::: EXTRACTED RECORDS
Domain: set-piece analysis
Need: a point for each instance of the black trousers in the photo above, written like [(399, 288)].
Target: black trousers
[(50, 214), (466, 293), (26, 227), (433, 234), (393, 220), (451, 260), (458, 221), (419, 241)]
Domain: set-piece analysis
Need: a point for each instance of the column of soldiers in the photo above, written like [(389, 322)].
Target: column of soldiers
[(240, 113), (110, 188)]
::::::
::: EXTRACTED RECORDS
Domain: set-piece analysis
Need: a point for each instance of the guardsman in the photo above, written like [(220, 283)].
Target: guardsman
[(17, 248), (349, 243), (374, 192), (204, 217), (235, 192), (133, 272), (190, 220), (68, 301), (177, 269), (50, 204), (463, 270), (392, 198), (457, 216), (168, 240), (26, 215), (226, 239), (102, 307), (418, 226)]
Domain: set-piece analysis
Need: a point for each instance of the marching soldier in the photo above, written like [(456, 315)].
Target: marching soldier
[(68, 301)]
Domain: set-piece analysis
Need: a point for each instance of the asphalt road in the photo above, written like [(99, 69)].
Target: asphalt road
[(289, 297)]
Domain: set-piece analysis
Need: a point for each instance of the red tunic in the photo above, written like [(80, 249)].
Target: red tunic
::::::
::: EXTRACTED RECORDS
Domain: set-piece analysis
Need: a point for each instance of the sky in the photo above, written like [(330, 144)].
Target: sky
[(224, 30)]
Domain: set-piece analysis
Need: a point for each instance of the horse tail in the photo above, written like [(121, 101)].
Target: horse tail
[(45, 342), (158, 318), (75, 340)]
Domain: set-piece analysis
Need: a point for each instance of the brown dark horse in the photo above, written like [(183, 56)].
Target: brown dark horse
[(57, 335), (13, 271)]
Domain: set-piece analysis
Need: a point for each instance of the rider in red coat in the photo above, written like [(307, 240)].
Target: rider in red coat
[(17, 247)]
::::::
#### [AIM OF THE TASK]
Which lines in the entries above contain the word "guardsman"? Copy each of them.

#### [RESULT FOR THIS TASK]
Need: a point for each instance of the guardsman in the photo above, written like [(220, 283)].
Target: guardsman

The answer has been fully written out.